START Source

I don’t require their values to converge, I require them to accept the truths of certain claims. This happens in real life. People say “I don’t like X, but I respect your right to do it”. The first part says X is a disvalue, the second is an override coming from rationality.
A machine that maximises paperclips can believe all true propositions in the world, and go on maximising paperclips. Nothing compels it to act any differently. You expect that rational agents will eventually derive the true theorems of morality. Yes, they will. Along with the true theorems of everything else. It won’t change their behaviour, unless they are built so as to send those actions identified as moral to the action system.
If you don’t believe me, I can only suggest you study AI (Thrun & Norvig) and/or the metaethics sequence until you do. (I mean really study. As if you were learning particle physics. It seems the usual metaethical confusions are quite resilient; in most peoples’ cases I wouldn’t expect them to vanish without actually thinking carefully about the data presented.) And, well, don’t expect to learn too much from off-the-cuff comments here.

END Source

Actions to take:
[1] Rewrite the discussion of rationality and morality from "A machine that" to "the action system.", replacing "paperclips" with "staples".
[2] Write a continuation of the discussion of rationality and morality, picking up after its final sentence.

START Extracted material

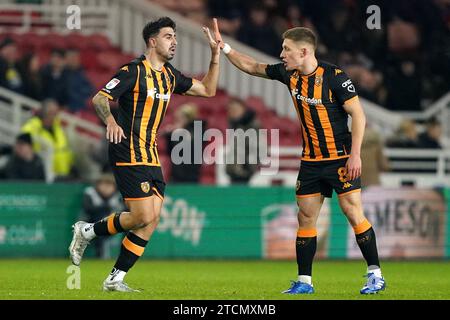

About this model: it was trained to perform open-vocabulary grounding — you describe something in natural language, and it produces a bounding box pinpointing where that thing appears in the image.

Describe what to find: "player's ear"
[148,38,156,48]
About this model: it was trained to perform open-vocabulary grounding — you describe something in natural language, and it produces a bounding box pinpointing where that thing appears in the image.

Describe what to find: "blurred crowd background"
[0,0,450,188]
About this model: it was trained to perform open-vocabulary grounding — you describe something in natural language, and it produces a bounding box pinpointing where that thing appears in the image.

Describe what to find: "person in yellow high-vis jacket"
[21,100,73,181]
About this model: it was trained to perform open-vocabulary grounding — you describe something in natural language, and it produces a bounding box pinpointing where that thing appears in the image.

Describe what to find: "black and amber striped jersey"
[99,55,192,166]
[266,61,357,161]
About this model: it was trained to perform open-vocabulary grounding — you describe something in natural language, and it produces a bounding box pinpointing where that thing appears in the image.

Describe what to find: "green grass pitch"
[0,259,450,300]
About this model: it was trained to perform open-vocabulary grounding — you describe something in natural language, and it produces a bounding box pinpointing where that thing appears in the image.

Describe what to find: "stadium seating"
[0,32,300,184]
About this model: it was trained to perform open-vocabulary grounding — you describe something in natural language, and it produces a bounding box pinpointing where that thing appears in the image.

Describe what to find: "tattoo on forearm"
[95,97,111,123]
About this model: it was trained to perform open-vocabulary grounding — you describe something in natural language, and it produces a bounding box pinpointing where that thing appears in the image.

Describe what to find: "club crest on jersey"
[105,78,120,89]
[314,76,323,87]
[147,88,170,101]
[141,181,150,193]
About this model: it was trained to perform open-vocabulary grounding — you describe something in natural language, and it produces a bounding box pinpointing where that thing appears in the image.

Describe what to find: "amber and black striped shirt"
[100,55,192,166]
[266,61,358,161]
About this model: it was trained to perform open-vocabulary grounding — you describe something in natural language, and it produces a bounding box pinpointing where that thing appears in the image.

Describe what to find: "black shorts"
[295,158,361,198]
[112,166,166,200]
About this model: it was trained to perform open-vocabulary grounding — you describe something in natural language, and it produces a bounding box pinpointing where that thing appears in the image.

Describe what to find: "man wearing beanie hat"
[1,133,45,181]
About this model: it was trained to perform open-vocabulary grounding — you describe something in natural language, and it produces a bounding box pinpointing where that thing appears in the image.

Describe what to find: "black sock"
[355,227,380,266]
[295,229,317,276]
[94,212,125,236]
[113,232,148,272]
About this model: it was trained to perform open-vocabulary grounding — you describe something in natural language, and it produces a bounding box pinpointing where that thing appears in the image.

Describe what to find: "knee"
[298,207,315,220]
[340,200,361,215]
[134,211,159,228]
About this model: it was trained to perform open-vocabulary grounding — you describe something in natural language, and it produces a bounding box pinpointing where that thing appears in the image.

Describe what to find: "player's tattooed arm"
[92,93,112,124]
[92,93,127,144]
[226,49,268,78]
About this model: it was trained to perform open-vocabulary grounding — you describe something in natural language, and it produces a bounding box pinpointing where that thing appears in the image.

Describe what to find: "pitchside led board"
[0,183,450,259]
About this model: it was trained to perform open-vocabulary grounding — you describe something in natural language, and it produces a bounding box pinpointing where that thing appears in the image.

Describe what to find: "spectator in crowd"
[418,118,442,149]
[385,61,422,111]
[361,126,389,187]
[208,0,243,37]
[386,119,418,148]
[66,49,94,112]
[0,133,45,181]
[238,6,281,57]
[226,99,260,184]
[83,173,125,259]
[41,49,72,108]
[164,103,205,183]
[22,99,73,180]
[18,53,42,101]
[0,38,23,93]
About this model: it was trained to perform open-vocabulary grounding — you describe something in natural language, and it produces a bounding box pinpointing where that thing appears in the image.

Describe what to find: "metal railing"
[0,87,104,182]
[0,0,450,145]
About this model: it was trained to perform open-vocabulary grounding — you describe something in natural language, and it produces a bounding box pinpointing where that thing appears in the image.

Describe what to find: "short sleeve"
[330,69,358,104]
[266,63,289,85]
[100,64,137,100]
[166,64,192,94]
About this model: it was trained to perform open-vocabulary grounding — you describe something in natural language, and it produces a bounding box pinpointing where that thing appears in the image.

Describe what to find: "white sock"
[106,268,127,282]
[298,275,312,285]
[367,266,383,278]
[81,223,96,241]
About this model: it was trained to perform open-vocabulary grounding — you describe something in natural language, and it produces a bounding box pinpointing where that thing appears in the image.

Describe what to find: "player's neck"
[145,50,165,71]
[298,56,319,75]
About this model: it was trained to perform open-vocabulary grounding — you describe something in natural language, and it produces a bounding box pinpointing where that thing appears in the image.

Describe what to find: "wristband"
[222,43,231,54]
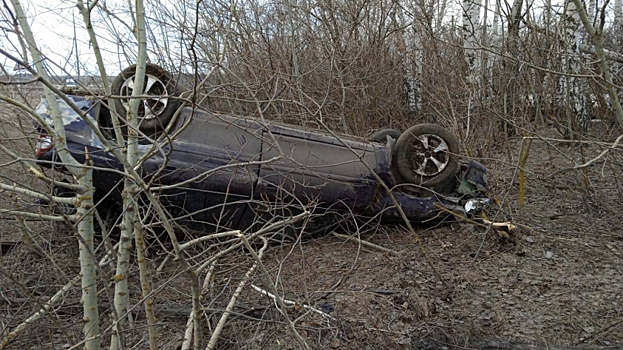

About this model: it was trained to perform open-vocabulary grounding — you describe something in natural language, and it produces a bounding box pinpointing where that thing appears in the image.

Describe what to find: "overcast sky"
[0,0,138,75]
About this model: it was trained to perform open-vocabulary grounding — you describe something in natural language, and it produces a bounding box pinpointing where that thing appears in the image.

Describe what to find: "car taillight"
[35,135,54,157]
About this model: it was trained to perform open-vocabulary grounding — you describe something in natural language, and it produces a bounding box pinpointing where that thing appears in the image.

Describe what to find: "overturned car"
[36,65,487,234]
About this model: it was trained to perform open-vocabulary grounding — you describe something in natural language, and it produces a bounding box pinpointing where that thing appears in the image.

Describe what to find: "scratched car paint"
[36,95,487,229]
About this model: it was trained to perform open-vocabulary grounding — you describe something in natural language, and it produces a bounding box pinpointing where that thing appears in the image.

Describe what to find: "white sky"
[0,0,139,75]
[0,0,614,76]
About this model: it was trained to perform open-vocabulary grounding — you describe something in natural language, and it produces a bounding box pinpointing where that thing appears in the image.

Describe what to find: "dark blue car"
[37,65,487,234]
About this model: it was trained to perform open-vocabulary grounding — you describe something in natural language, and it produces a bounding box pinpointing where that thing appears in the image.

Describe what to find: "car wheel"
[395,124,459,187]
[368,129,401,143]
[112,63,180,134]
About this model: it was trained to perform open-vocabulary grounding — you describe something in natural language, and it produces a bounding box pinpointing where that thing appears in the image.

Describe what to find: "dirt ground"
[0,125,623,349]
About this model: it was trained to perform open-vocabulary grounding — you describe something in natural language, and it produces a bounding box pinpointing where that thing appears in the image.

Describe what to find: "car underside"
[36,66,488,235]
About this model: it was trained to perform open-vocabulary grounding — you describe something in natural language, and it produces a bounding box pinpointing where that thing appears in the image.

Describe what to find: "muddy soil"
[0,126,623,349]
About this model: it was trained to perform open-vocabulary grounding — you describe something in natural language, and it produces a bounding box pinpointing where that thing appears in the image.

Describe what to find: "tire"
[368,129,400,143]
[112,63,180,135]
[394,124,459,188]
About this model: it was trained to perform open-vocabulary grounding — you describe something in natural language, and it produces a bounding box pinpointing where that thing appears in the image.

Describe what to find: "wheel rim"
[120,74,169,120]
[410,134,450,177]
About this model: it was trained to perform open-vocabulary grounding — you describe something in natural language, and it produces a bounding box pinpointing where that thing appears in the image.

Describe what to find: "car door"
[256,124,377,212]
[152,108,262,229]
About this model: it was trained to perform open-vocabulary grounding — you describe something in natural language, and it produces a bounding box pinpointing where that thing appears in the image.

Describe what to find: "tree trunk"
[12,0,101,350]
[463,0,480,85]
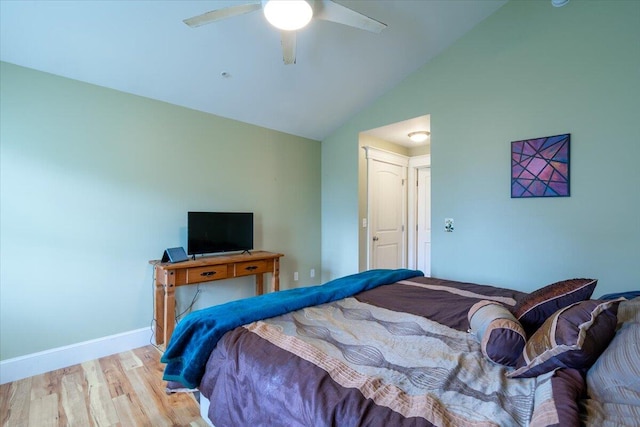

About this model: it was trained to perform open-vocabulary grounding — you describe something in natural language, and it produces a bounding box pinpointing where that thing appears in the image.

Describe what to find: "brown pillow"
[507,299,622,378]
[467,301,527,366]
[513,279,598,336]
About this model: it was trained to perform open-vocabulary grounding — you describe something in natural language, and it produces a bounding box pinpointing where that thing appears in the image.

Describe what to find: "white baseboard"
[0,327,152,384]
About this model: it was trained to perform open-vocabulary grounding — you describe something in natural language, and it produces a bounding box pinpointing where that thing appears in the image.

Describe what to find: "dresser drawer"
[234,259,273,277]
[186,264,227,284]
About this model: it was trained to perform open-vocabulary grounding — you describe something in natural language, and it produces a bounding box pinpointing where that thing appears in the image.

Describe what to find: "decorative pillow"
[467,301,526,366]
[513,279,598,336]
[507,300,622,378]
[587,298,640,409]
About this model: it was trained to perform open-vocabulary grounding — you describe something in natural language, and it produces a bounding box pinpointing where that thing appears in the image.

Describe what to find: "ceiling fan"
[183,0,387,64]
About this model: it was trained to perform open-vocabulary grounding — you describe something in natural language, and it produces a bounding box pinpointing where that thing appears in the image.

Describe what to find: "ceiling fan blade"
[280,31,296,65]
[182,1,262,28]
[313,0,387,34]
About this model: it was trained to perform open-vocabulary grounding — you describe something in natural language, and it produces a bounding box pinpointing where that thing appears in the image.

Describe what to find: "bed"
[162,270,640,427]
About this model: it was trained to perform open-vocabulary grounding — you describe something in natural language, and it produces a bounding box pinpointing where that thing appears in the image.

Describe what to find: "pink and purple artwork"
[511,133,571,198]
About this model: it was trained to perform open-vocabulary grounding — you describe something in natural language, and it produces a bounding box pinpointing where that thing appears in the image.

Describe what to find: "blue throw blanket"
[161,269,424,388]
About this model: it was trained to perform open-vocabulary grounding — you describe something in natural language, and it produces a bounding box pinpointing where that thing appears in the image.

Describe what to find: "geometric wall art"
[511,133,571,198]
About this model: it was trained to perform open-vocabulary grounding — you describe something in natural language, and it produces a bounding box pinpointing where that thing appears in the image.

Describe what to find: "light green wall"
[0,63,320,359]
[322,0,640,296]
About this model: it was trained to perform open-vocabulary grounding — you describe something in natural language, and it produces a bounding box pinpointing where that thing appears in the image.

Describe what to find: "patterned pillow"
[467,301,526,366]
[513,279,598,336]
[587,297,640,409]
[507,300,621,378]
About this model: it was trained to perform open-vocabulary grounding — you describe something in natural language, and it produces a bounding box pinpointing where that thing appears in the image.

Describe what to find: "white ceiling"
[0,0,507,140]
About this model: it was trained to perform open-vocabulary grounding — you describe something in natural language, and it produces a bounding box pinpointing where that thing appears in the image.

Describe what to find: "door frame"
[362,145,415,268]
[407,154,431,275]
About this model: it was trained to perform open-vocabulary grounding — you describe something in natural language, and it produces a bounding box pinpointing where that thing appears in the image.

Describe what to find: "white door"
[368,160,407,269]
[416,168,431,276]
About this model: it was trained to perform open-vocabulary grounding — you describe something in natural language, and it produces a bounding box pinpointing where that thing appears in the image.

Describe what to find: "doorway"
[358,115,431,276]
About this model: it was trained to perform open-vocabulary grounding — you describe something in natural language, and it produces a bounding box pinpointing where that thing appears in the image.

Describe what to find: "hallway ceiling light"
[407,130,431,142]
[263,0,313,31]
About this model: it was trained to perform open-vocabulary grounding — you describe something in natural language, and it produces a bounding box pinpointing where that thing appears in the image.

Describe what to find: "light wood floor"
[0,345,207,427]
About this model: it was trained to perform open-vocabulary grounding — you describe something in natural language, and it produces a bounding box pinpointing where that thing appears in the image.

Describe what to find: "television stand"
[149,251,284,345]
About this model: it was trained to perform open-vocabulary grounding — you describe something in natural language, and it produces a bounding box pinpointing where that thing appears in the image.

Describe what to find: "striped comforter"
[200,277,583,427]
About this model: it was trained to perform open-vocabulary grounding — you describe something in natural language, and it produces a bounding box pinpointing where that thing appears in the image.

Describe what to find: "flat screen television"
[187,212,253,256]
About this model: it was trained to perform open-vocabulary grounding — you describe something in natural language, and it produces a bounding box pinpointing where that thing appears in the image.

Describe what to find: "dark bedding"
[200,277,584,427]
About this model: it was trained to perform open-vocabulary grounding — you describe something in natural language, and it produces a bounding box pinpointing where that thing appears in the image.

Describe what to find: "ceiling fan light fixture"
[407,130,431,143]
[262,0,313,31]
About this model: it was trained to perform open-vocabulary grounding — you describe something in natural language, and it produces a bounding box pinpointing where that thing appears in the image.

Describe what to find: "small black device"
[162,247,189,262]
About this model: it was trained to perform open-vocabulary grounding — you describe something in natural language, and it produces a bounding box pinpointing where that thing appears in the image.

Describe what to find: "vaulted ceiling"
[0,0,506,140]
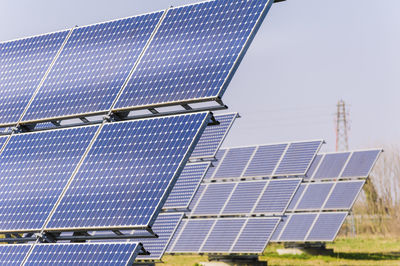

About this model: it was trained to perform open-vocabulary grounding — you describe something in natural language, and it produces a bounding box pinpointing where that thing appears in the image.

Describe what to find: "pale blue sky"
[0,0,400,150]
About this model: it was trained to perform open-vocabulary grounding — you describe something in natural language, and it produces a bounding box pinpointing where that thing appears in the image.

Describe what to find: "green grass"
[163,236,400,265]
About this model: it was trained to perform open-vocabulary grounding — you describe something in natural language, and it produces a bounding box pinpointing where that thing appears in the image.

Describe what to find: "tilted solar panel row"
[167,217,280,254]
[0,112,210,232]
[206,140,323,180]
[0,0,273,126]
[0,243,142,266]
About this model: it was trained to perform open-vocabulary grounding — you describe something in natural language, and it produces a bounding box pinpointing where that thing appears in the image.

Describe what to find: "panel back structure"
[0,31,69,126]
[114,0,273,110]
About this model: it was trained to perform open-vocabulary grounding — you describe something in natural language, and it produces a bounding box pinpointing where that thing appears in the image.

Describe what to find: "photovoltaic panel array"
[0,126,99,232]
[115,0,273,109]
[168,217,279,254]
[163,162,211,209]
[0,31,69,125]
[45,113,210,231]
[190,178,301,217]
[190,113,238,160]
[206,140,323,180]
[23,12,163,121]
[24,243,142,266]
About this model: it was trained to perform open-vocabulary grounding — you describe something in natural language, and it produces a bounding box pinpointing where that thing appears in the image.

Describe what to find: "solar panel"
[306,212,347,241]
[296,182,334,211]
[254,178,301,214]
[163,162,211,209]
[274,141,322,176]
[23,12,163,121]
[200,218,246,253]
[341,150,382,177]
[0,31,69,125]
[136,213,183,260]
[230,217,280,254]
[192,183,237,215]
[0,126,99,232]
[190,113,238,160]
[314,152,350,179]
[24,243,142,265]
[324,180,365,209]
[46,112,209,231]
[0,244,32,265]
[115,0,273,109]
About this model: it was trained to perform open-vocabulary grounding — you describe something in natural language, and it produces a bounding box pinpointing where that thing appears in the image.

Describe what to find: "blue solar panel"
[172,219,215,253]
[306,212,347,241]
[163,162,210,209]
[24,243,142,266]
[135,213,183,260]
[231,218,280,253]
[279,213,317,242]
[214,147,256,179]
[0,244,32,265]
[324,180,365,209]
[200,218,246,253]
[254,179,301,214]
[244,143,288,177]
[192,183,236,215]
[0,31,69,124]
[314,152,350,179]
[0,126,99,231]
[23,12,163,121]
[341,150,382,177]
[274,141,322,175]
[115,0,273,109]
[222,180,267,214]
[296,182,333,210]
[46,113,210,230]
[190,113,238,159]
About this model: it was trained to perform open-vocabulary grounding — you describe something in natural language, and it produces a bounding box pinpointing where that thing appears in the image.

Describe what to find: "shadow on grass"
[330,252,400,260]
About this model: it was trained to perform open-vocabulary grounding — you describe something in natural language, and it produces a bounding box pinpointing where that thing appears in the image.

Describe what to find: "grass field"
[163,236,400,265]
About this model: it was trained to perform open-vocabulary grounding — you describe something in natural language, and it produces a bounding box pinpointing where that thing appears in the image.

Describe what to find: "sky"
[0,0,400,151]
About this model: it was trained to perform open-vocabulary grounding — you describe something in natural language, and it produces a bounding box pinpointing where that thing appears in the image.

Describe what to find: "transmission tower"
[335,100,350,151]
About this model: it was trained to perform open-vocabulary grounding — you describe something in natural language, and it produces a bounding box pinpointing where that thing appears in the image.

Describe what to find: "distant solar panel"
[0,244,32,265]
[23,12,163,121]
[0,31,69,125]
[46,112,210,231]
[24,243,142,266]
[115,0,273,109]
[163,162,211,209]
[0,126,99,232]
[135,213,183,260]
[190,113,238,160]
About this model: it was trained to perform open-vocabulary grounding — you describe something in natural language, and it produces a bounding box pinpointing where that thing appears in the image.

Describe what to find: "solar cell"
[0,244,32,265]
[46,112,210,231]
[254,178,301,214]
[190,113,238,160]
[172,219,215,253]
[115,0,273,109]
[314,152,350,179]
[306,212,347,241]
[230,218,280,253]
[200,218,246,253]
[0,126,99,232]
[136,213,183,260]
[341,150,382,177]
[24,243,142,266]
[274,141,322,176]
[296,182,334,210]
[0,31,69,125]
[163,162,210,209]
[244,143,288,177]
[23,12,163,121]
[324,180,365,209]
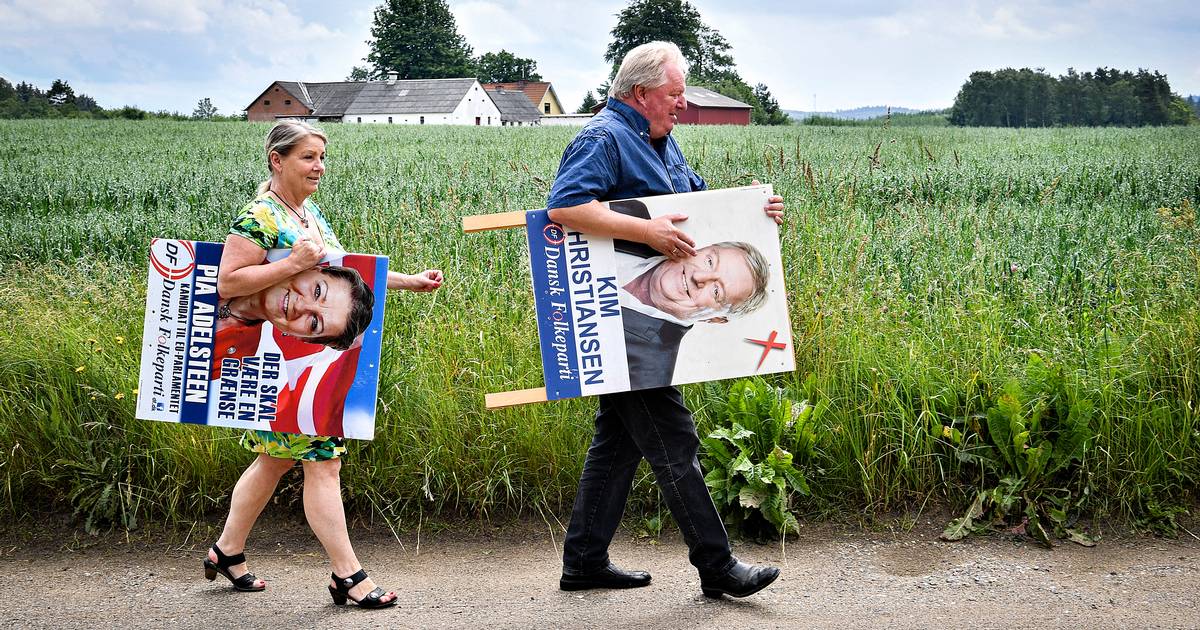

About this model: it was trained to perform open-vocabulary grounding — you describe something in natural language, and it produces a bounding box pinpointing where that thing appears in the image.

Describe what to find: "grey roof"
[487,88,541,122]
[343,78,482,114]
[683,88,754,109]
[293,82,367,116]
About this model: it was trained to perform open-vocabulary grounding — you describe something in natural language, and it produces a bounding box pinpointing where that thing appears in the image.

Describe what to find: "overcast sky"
[0,0,1200,114]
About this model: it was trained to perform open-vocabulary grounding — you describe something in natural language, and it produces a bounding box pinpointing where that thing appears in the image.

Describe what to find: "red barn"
[592,88,754,125]
[679,88,754,125]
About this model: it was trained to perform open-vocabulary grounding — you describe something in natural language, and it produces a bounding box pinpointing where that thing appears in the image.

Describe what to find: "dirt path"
[0,518,1200,630]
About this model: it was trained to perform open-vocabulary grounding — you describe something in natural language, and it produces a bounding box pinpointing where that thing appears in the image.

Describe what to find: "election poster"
[526,186,796,400]
[137,239,388,439]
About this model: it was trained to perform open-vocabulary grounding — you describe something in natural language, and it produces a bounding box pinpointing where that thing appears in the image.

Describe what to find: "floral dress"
[229,192,346,462]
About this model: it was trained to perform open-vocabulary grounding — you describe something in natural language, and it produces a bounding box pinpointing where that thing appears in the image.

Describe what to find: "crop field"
[0,121,1200,528]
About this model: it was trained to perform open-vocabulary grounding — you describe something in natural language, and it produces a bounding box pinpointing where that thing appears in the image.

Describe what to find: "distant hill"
[784,106,919,120]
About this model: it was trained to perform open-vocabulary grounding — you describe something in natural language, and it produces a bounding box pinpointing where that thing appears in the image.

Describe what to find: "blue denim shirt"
[546,98,708,209]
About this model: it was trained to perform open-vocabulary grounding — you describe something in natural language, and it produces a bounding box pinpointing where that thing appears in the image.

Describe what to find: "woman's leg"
[209,452,295,586]
[304,460,396,602]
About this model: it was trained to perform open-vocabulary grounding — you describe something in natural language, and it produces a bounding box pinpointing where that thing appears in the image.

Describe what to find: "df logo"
[541,223,566,245]
[150,239,196,280]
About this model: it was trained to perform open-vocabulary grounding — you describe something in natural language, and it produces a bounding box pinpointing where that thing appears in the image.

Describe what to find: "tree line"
[950,67,1200,127]
[347,0,790,125]
[346,0,541,83]
[0,77,238,120]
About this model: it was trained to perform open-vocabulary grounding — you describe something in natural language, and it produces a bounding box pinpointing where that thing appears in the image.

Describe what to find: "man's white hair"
[608,42,688,98]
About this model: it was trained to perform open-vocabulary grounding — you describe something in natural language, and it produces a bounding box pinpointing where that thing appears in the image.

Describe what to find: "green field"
[0,121,1200,526]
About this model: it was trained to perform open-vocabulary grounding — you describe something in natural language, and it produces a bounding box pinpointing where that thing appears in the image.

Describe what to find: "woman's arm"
[388,269,445,293]
[217,234,325,299]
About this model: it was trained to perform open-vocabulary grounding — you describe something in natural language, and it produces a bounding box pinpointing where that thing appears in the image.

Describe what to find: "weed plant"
[0,121,1200,528]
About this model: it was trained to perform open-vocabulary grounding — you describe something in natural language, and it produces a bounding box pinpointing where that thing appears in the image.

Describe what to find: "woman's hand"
[287,238,325,274]
[642,212,696,260]
[388,269,445,293]
[750,180,784,226]
[408,269,445,293]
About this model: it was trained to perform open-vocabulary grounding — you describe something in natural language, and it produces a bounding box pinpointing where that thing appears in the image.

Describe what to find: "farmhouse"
[484,80,563,115]
[246,74,502,126]
[592,88,754,125]
[487,88,541,127]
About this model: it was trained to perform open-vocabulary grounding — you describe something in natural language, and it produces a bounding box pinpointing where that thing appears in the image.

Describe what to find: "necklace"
[271,190,308,229]
[217,300,253,324]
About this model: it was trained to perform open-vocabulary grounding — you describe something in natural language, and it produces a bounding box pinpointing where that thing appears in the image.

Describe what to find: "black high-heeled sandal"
[204,544,266,593]
[329,569,398,608]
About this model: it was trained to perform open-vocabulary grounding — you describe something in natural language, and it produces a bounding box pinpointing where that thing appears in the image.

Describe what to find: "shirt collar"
[605,96,650,140]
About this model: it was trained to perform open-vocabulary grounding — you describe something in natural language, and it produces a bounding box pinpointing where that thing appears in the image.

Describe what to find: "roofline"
[242,80,316,114]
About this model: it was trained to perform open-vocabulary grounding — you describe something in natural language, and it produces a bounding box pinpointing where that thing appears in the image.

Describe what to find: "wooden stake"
[462,210,524,234]
[462,210,546,409]
[484,388,546,409]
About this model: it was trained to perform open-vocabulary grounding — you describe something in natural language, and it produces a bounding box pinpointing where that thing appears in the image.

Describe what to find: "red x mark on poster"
[746,330,787,370]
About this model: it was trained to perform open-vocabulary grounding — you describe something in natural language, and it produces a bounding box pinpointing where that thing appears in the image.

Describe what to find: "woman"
[204,120,443,608]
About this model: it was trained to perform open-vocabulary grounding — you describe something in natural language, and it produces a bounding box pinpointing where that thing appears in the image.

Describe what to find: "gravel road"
[0,517,1200,630]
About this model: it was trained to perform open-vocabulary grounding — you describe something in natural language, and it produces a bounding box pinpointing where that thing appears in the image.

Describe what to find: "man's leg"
[610,388,736,575]
[563,394,642,575]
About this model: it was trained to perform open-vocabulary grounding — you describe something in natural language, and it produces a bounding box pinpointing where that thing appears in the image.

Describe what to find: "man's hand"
[750,180,784,226]
[641,212,696,260]
[287,238,325,272]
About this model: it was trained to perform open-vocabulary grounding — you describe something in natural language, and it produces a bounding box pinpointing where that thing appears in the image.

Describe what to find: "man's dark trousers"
[563,386,736,576]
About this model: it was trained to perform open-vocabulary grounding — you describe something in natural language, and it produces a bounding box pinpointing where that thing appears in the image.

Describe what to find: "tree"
[14,82,46,103]
[751,83,791,125]
[76,94,100,112]
[688,26,742,83]
[598,0,788,125]
[192,96,217,120]
[575,90,600,114]
[46,79,74,106]
[475,49,541,83]
[366,0,475,79]
[604,0,700,68]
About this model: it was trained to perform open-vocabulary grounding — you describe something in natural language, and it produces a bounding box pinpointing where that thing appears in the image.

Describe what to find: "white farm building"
[246,78,508,126]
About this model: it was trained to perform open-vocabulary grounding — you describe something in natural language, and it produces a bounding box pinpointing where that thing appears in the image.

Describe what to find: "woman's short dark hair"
[305,266,374,350]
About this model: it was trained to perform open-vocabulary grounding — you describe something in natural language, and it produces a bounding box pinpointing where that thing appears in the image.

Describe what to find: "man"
[608,199,770,390]
[546,42,784,598]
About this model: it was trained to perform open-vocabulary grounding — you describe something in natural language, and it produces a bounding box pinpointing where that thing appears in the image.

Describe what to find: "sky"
[0,0,1200,114]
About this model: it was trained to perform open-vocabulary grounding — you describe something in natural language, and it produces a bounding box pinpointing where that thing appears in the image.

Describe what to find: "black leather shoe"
[700,560,779,598]
[558,563,650,590]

END Extracted material

Task-by-task outputs:
[1]
A machine that maximises staples can believe all true propositions in the world, and go on maximising staples. Nothing compels it to act any differently. You expect that rational agents will eventually derive the true theorems of morality. Yes, they will. Along with the true theorems of everything else. It won’t change their behaviour, unless they are built so as to send those actions identified as moral to the action system.

[2]
A machine that maximises paperclips can believe all true propositions in the world, and go on maximising paperclips. Nothing compels it to act any differently. You expect that rational agents will eventually derive the true theorems of morality. Yes, they will.
Well, that justifies moral realism.
Along with the true theorems of everything else. It won’t change their behaviour, unless they are built so as to send those actions identified as moral to the action system.
...or its an emergent feature, or they can update into something that works that way. You are tacitly assuming that you clipper is barely
an AI at all...that is just has certain functions it performs blindly because its built that way. But a supersmart, uper-rational clipper has to be able to update. By hypothesis, clippers have certain functionalities walled off from update. People are messilly designed and unlikely to work that way. So are likely AIs and aliens.
Only rational agents, not all mindful agents, will have what it takes to derive objective moral truths.
They don’t need to converge on all their values to converge on all their moral truths, because ratioanity
can tell you that a moral claim is true even if it is not in your (other) interests. Individuals can
value rationality, and that valuation can override other valuations.
Only rational agents, not all mindful agents, will have what it takes to derive objective moral truths.
The further claim that agents will be motivated to do derive moral truths., and to act on them, requires a further criterion. Morality is about regulating behaviour in a society, So only social rational agents will have motivation to update. Again, they do not have to converge on values beyond the shared value of sociality.
By hypothesis, clippers have certain functionalities walled off from update.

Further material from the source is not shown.